WHAT THIS TASK INVOLVES
Restate the records underneath, keeping each one exactly the same.

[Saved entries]

::::

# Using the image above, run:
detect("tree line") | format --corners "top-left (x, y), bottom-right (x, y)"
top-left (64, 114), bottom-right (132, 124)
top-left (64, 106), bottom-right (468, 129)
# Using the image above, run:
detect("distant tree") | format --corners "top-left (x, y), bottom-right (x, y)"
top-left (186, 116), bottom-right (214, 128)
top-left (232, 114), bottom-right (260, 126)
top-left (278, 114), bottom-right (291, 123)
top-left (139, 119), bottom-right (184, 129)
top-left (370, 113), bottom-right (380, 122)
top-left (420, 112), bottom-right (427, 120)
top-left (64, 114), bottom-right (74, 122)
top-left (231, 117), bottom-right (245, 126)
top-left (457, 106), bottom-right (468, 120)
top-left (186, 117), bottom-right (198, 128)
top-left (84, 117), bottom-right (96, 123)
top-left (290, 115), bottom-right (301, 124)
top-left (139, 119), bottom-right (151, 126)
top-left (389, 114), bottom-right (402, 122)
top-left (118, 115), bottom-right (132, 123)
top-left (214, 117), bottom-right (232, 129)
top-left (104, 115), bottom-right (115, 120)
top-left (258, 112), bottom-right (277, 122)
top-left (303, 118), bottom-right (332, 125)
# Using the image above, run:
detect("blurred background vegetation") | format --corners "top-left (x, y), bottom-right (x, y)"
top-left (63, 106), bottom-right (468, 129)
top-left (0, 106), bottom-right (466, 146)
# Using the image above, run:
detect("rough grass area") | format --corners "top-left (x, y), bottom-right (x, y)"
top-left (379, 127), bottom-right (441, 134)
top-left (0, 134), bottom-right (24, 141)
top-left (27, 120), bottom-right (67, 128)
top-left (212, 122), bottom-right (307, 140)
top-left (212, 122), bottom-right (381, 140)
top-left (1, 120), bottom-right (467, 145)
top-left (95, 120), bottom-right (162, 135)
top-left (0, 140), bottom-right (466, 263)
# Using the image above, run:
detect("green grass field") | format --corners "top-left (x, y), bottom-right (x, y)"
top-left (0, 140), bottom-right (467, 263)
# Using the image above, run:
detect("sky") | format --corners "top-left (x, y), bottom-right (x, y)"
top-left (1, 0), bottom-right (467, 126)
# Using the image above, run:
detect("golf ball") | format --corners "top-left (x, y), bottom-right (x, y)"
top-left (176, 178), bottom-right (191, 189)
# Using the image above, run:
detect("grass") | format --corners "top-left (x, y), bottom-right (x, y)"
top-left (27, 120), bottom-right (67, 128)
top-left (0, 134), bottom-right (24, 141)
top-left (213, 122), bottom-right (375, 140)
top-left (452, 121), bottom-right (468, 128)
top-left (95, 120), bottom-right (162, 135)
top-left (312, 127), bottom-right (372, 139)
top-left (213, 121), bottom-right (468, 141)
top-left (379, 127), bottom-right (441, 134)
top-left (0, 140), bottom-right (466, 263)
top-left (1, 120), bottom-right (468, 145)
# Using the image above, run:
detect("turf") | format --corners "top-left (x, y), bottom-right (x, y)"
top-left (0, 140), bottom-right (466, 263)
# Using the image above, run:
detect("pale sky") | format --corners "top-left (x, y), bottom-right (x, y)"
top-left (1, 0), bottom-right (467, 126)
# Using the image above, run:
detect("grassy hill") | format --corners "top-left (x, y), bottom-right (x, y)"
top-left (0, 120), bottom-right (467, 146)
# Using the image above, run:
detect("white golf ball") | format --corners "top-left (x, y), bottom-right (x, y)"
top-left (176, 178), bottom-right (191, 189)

::::

RESULT
# Using the image above, run:
detect("tree line") | format --corners "top-left (x, y), bottom-right (x, y)"
top-left (64, 114), bottom-right (132, 124)
top-left (64, 106), bottom-right (468, 129)
# Using the image above, run:
detect("distant tree") | format --corners "top-left (x, y), bottom-right (x, y)"
top-left (186, 116), bottom-right (214, 128)
top-left (232, 114), bottom-right (260, 126)
top-left (278, 114), bottom-right (291, 123)
top-left (139, 119), bottom-right (184, 129)
top-left (370, 113), bottom-right (380, 122)
top-left (420, 112), bottom-right (427, 120)
top-left (64, 114), bottom-right (74, 122)
top-left (231, 117), bottom-right (245, 126)
top-left (457, 106), bottom-right (468, 120)
top-left (186, 117), bottom-right (198, 128)
top-left (84, 117), bottom-right (96, 123)
top-left (290, 115), bottom-right (301, 124)
top-left (139, 119), bottom-right (151, 126)
top-left (389, 114), bottom-right (402, 122)
top-left (118, 115), bottom-right (132, 123)
top-left (214, 117), bottom-right (232, 129)
top-left (104, 115), bottom-right (115, 120)
top-left (258, 112), bottom-right (277, 122)
top-left (303, 118), bottom-right (332, 125)
# Using the image above, run:
detect("blurred background vegetation") | format --corners "top-left (x, y), bottom-right (x, y)"
top-left (63, 106), bottom-right (468, 129)
top-left (0, 106), bottom-right (466, 146)
# Using the image above, run:
detect("rough grass area") | format --corners "top-left (x, y), bottom-right (x, y)"
top-left (379, 127), bottom-right (441, 134)
top-left (0, 134), bottom-right (24, 141)
top-left (27, 120), bottom-right (67, 128)
top-left (212, 122), bottom-right (307, 140)
top-left (212, 122), bottom-right (381, 140)
top-left (1, 120), bottom-right (467, 145)
top-left (95, 120), bottom-right (162, 135)
top-left (0, 140), bottom-right (466, 263)
# Using the image above, run:
detect("green grass field") | format --corners "top-left (x, y), bottom-right (x, y)"
top-left (0, 140), bottom-right (467, 263)
# Using the image above, run:
detect("sky") | format --corners "top-left (x, y), bottom-right (x, y)"
top-left (1, 0), bottom-right (467, 126)
# Using the image above, run:
detect("golf ball") | format --corners "top-left (x, y), bottom-right (x, y)"
top-left (176, 178), bottom-right (191, 189)
# Using the image above, run:
detect("grass") | format --corners "top-left (x, y), bottom-right (x, y)"
top-left (27, 120), bottom-right (67, 128)
top-left (0, 134), bottom-right (24, 141)
top-left (213, 122), bottom-right (375, 140)
top-left (452, 121), bottom-right (468, 128)
top-left (95, 120), bottom-right (162, 135)
top-left (312, 127), bottom-right (372, 139)
top-left (213, 121), bottom-right (468, 141)
top-left (379, 127), bottom-right (441, 134)
top-left (0, 140), bottom-right (466, 263)
top-left (1, 120), bottom-right (468, 145)
# Using the image above, run:
detect("turf") | format --corners "top-left (x, y), bottom-right (x, y)"
top-left (0, 140), bottom-right (466, 263)
# Using the image above, run:
detect("pale sky") | format --corners "top-left (x, y), bottom-right (x, y)"
top-left (1, 0), bottom-right (467, 126)
# Using the image above, run:
detect("grassy hill") | format --corners "top-left (x, y), bottom-right (x, y)"
top-left (0, 120), bottom-right (467, 146)
# Using the image above, run:
detect("white golf ball") | format --corners "top-left (x, y), bottom-right (x, y)"
top-left (176, 178), bottom-right (191, 189)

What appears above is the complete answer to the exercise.